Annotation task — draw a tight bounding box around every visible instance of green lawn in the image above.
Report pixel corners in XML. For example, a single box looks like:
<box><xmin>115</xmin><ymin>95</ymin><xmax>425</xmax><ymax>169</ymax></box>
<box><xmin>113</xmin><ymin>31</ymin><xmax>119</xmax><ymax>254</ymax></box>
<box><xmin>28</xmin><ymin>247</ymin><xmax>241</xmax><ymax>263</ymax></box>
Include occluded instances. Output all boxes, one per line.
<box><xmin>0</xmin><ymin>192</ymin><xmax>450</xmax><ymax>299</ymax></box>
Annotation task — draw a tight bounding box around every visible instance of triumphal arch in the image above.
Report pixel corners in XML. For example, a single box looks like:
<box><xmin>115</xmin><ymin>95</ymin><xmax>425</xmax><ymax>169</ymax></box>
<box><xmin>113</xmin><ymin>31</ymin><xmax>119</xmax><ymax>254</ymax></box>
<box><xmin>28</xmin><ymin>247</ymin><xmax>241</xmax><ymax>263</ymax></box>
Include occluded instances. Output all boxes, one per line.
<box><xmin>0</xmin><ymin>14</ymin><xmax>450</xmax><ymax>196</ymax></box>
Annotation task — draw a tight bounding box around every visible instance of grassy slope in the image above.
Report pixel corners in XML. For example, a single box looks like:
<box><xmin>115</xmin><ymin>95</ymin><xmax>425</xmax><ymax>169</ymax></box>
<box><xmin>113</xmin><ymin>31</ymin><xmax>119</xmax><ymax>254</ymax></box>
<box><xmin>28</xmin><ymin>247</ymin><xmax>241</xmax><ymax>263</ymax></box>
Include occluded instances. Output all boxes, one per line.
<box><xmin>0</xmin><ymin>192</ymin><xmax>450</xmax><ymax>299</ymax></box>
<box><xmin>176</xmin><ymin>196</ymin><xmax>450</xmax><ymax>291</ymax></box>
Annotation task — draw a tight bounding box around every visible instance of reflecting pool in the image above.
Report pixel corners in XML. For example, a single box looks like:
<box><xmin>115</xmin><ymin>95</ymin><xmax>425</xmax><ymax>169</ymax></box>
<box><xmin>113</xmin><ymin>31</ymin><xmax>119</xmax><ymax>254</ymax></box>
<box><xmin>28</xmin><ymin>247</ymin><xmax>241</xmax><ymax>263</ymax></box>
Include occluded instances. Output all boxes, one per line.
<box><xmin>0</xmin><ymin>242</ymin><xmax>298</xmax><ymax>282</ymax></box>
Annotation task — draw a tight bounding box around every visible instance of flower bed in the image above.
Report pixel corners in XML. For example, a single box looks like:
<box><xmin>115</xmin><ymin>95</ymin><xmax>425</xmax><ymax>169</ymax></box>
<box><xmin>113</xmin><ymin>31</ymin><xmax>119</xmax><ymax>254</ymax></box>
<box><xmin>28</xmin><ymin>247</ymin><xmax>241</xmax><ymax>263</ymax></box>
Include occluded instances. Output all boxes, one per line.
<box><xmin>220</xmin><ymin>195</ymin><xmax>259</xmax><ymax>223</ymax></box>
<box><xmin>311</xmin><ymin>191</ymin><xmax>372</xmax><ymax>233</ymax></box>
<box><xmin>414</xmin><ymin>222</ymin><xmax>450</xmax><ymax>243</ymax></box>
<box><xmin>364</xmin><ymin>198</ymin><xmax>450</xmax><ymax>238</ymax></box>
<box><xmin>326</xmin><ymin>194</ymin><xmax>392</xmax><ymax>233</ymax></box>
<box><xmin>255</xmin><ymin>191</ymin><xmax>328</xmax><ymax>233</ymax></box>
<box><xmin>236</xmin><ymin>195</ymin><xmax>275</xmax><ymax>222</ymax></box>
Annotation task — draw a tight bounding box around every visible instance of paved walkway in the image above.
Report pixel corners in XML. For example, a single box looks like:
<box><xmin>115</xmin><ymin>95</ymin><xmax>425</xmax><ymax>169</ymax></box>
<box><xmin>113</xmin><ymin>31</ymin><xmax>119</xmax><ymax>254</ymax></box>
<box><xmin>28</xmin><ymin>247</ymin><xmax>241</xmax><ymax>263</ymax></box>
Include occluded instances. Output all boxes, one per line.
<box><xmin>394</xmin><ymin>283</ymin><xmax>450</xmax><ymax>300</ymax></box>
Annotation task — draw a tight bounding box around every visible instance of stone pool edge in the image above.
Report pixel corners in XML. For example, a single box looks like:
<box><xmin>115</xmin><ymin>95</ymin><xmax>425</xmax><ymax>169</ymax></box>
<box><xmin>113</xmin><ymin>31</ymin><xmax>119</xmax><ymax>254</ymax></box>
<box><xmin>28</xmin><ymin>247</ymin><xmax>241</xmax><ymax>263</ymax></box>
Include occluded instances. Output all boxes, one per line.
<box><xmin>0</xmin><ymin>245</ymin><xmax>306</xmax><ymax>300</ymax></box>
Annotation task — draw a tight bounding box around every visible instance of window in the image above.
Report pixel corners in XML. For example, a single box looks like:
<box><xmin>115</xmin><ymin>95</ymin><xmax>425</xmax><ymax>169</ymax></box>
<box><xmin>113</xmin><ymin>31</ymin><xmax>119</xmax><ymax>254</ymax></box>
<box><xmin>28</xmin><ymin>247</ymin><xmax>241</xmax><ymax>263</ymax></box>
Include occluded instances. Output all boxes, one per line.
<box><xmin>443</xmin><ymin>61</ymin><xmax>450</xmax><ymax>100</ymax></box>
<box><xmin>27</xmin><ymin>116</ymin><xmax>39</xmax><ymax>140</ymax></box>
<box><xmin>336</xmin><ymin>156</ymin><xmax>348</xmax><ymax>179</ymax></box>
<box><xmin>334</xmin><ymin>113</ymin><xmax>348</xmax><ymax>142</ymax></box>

_Given request_
Which lines in the items above contain the word "pool"? Copy every one of them out in full.

_Answer in full_
Annotation task — draw a tight bounding box around every visible instance of reflecting pool in the image above.
Annotation task — draw a tight bounding box around every visible instance of stone pool edge in the image above.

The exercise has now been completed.